YOUR TASK —
Read the entries that follow and give each one again precisely.

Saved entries
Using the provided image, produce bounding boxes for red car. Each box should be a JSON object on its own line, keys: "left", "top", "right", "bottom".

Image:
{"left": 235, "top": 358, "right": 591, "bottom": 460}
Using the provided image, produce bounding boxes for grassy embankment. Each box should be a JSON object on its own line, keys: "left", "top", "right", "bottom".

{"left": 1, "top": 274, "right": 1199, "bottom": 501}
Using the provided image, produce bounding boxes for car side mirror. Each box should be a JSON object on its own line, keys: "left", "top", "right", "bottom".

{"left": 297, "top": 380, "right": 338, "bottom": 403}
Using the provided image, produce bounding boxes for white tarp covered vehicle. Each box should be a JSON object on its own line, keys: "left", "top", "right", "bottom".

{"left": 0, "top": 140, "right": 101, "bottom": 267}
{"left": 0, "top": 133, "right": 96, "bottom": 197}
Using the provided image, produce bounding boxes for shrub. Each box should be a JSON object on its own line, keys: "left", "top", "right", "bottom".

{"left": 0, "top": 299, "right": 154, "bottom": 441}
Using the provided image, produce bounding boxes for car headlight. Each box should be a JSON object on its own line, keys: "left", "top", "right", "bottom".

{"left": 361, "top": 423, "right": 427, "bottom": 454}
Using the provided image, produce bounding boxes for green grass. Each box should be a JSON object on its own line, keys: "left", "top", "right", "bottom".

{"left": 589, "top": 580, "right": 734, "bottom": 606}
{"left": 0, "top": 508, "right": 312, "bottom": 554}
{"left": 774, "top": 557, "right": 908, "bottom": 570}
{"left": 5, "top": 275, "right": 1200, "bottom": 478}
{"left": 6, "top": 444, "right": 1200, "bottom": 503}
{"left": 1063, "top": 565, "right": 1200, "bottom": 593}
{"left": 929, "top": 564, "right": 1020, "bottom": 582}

RESPONSE TO THE EXERCISE —
Using the provided image, produce bounding boxes for red car. Each box should be a JSON object on its own line, keys: "left", "top", "right", "bottom".

Image:
{"left": 235, "top": 358, "right": 591, "bottom": 460}
Using the provided image, produce bounding boxes for grassy embankment. Each box should be a JSON object on its own line, keys: "left", "top", "right", "bottom".

{"left": 1, "top": 274, "right": 1199, "bottom": 501}
Using the provided image, produce bounding boxes for car side mirror. Each box should be a JSON object on its own line, keys: "left", "top", "right", "bottom".

{"left": 297, "top": 380, "right": 338, "bottom": 403}
Using the provided image, produce bounding boxes for white tarp covered vehicle. Each box should be a JSON object on its own line, keys: "left", "top", "right", "bottom".

{"left": 0, "top": 140, "right": 101, "bottom": 267}
{"left": 0, "top": 133, "right": 96, "bottom": 197}
Using the provided image, produce bounding boxes for shrub. Each box should be a JSON object on its own line, keys: "left", "top", "right", "bottom".

{"left": 0, "top": 299, "right": 154, "bottom": 441}
Using the provided image, produce bounding boxes for car headlight. Each box should be a JSON object on its own line, keys: "left", "top", "right", "bottom".

{"left": 361, "top": 423, "right": 427, "bottom": 454}
Using the provided image, produce bounding boxes for green grass. Each box should be a JSON object on its own line, keys: "left", "top", "right", "bottom".

{"left": 589, "top": 580, "right": 734, "bottom": 606}
{"left": 0, "top": 508, "right": 312, "bottom": 554}
{"left": 774, "top": 557, "right": 908, "bottom": 570}
{"left": 5, "top": 275, "right": 1200, "bottom": 478}
{"left": 6, "top": 444, "right": 1200, "bottom": 503}
{"left": 1063, "top": 565, "right": 1200, "bottom": 593}
{"left": 929, "top": 564, "right": 1020, "bottom": 582}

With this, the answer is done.